• _Exercise brief_
Arrange the lines from the one containing "Identify the stone" through the end of the records as a Markdown table with the columns No. and Line, numbering each row and leaving out blank lines.

• _Records_
# # # # # # #

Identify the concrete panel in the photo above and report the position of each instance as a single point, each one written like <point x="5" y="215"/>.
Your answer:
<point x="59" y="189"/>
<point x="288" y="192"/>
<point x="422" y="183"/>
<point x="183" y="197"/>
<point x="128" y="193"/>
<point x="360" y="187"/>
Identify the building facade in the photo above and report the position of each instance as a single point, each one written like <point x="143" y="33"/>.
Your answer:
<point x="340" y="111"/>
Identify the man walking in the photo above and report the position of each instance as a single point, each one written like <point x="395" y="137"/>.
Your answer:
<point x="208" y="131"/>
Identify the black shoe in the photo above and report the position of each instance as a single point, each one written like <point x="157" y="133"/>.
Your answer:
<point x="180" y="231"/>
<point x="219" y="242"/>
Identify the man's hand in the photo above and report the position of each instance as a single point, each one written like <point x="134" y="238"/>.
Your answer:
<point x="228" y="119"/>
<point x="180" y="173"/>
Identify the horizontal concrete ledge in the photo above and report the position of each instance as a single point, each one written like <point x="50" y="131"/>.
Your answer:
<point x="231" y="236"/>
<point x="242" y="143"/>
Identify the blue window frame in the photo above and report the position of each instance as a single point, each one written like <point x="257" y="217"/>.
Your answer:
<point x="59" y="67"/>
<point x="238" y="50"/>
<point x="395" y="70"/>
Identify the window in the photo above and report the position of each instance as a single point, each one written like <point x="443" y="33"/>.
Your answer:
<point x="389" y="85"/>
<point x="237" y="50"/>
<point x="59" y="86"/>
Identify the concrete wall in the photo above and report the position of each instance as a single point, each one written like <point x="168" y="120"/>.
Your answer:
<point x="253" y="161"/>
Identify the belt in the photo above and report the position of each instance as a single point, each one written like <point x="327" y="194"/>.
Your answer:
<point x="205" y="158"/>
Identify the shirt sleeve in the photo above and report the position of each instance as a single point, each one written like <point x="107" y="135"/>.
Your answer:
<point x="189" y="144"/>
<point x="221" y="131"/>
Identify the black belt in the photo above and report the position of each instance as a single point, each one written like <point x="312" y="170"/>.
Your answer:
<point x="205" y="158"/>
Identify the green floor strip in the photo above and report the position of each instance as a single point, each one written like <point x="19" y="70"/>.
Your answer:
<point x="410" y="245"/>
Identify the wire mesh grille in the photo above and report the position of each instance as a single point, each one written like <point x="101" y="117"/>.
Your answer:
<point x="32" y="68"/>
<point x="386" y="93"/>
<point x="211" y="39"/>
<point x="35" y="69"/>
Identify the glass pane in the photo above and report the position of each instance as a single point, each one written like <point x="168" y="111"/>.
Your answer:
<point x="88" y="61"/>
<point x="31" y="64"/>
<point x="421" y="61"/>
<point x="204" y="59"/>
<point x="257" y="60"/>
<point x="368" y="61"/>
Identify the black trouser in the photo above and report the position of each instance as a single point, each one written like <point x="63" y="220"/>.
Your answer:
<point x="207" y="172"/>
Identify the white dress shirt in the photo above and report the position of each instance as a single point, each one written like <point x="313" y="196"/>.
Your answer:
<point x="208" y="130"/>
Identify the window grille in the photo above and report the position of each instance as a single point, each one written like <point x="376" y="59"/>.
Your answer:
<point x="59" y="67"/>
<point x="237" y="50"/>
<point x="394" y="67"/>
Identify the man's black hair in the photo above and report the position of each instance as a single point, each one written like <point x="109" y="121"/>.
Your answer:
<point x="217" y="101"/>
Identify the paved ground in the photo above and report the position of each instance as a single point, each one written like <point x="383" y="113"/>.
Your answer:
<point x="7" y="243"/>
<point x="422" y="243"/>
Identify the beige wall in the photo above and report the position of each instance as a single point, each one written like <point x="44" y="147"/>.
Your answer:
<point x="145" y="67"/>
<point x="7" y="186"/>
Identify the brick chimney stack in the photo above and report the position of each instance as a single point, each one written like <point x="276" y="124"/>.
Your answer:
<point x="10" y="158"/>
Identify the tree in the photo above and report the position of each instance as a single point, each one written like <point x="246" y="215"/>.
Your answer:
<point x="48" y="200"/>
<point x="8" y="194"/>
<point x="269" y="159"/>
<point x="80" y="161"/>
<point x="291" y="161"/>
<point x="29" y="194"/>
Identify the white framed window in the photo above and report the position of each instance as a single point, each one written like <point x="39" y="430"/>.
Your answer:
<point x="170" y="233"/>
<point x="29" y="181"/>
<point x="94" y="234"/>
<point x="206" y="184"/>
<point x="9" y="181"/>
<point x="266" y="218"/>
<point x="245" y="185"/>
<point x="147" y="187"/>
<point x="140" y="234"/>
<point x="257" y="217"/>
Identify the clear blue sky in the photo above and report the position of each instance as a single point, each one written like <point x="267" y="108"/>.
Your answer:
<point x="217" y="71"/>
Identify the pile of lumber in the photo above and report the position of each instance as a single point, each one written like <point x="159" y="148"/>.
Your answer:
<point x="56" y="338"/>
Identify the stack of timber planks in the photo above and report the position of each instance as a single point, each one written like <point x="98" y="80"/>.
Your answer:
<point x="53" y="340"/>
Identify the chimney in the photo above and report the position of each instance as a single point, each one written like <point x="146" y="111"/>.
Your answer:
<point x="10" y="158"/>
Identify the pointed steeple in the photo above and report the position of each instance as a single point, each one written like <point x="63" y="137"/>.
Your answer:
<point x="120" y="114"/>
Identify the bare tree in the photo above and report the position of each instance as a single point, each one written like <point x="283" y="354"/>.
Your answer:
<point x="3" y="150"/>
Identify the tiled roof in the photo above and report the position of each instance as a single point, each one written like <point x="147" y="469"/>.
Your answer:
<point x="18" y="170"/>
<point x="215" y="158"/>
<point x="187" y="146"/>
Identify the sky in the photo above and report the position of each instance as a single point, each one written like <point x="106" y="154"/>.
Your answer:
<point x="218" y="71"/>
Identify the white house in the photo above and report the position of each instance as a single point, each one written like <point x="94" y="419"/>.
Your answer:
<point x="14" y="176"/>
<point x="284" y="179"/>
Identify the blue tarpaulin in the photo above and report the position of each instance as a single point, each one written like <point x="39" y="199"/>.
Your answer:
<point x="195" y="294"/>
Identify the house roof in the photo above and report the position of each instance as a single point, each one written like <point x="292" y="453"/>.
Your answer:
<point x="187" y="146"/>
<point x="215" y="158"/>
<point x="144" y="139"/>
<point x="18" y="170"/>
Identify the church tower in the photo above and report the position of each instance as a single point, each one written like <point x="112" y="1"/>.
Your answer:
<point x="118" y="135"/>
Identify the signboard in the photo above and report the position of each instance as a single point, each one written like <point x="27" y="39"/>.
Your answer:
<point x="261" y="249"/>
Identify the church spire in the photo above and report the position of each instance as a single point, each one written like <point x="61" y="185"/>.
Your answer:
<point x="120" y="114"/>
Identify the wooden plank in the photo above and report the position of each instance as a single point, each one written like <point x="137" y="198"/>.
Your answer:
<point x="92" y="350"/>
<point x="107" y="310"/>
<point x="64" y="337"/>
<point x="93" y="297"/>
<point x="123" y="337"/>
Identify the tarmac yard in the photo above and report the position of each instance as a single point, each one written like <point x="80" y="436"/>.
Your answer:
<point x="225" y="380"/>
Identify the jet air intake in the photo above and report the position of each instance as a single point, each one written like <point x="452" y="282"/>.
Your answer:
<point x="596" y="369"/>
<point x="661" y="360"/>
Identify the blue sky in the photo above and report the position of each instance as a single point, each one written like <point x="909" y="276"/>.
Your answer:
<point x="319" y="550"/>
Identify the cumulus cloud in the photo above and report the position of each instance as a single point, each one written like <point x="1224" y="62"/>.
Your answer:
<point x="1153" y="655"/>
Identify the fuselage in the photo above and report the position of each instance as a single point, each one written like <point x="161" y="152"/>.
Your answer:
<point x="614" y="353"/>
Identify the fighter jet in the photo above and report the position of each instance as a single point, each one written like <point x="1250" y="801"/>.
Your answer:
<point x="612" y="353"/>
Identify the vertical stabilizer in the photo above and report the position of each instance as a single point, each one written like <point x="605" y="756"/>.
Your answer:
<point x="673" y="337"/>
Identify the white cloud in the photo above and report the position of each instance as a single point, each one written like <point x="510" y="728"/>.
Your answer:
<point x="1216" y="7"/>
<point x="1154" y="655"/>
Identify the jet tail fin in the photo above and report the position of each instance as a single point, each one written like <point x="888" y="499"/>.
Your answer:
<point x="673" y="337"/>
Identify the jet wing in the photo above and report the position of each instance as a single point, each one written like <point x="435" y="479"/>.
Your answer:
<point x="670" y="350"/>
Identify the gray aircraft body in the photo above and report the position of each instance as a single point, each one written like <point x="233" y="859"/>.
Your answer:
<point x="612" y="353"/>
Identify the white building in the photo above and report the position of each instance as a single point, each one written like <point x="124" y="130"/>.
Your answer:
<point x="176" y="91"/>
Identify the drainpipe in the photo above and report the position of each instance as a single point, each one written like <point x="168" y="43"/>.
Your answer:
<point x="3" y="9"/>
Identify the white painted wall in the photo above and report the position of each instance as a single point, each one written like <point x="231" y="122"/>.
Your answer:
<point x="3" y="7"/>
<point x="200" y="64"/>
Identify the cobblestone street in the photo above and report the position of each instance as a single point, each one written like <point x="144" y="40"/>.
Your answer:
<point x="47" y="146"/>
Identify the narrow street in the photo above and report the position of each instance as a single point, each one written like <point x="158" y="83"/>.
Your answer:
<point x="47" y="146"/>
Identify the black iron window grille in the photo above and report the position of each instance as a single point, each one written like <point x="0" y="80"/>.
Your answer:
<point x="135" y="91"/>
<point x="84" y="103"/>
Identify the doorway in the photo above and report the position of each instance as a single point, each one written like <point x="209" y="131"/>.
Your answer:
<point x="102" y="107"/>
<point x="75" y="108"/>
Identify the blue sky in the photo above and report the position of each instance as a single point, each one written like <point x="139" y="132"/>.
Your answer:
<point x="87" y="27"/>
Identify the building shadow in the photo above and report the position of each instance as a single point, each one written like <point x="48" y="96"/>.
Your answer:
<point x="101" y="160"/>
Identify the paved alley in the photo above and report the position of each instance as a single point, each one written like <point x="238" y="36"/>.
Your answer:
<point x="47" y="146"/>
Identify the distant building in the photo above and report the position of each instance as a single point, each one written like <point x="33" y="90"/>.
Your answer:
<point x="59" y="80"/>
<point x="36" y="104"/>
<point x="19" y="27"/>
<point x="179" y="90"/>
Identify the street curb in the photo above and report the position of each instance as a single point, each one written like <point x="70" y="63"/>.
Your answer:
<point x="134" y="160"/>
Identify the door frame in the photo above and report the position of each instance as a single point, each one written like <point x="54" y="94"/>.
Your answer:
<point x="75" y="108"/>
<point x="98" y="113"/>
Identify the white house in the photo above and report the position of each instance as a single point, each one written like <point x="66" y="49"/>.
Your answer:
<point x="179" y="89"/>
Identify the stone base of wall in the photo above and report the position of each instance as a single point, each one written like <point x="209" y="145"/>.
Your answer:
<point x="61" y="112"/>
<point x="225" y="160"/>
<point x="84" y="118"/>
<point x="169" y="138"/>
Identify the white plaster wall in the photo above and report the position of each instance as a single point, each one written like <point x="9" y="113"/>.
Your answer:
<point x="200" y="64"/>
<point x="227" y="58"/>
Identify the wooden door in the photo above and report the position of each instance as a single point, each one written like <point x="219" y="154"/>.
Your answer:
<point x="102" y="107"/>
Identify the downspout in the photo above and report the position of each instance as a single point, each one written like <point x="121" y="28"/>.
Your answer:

# # # # # # #

• _Final result_
| No. | Line |
|---|---|
| 1 | Identify the stone base of wall in the photo above and report the position of each instance as a single point, each one written like <point x="209" y="145"/>. |
| 2 | Your answer: |
| 3 | <point x="61" y="112"/> |
| 4 | <point x="225" y="160"/> |
| 5 | <point x="84" y="118"/> |
| 6 | <point x="169" y="138"/> |
| 7 | Identify the white plaster wall in the photo above and report the position of each instance as a single point, each one written like <point x="9" y="113"/>. |
| 8 | Your answer: |
| 9 | <point x="200" y="64"/> |
| 10 | <point x="227" y="58"/> |
| 11 | Identify the wooden door in the photo above and report the position of each instance as a single point, each one written like <point x="219" y="154"/>. |
| 12 | Your answer: |
| 13 | <point x="102" y="107"/> |
| 14 | Identify the downspout in the photo above and report the position of each instance as a single point, each one written like <point x="121" y="28"/>. |
| 15 | Your answer: |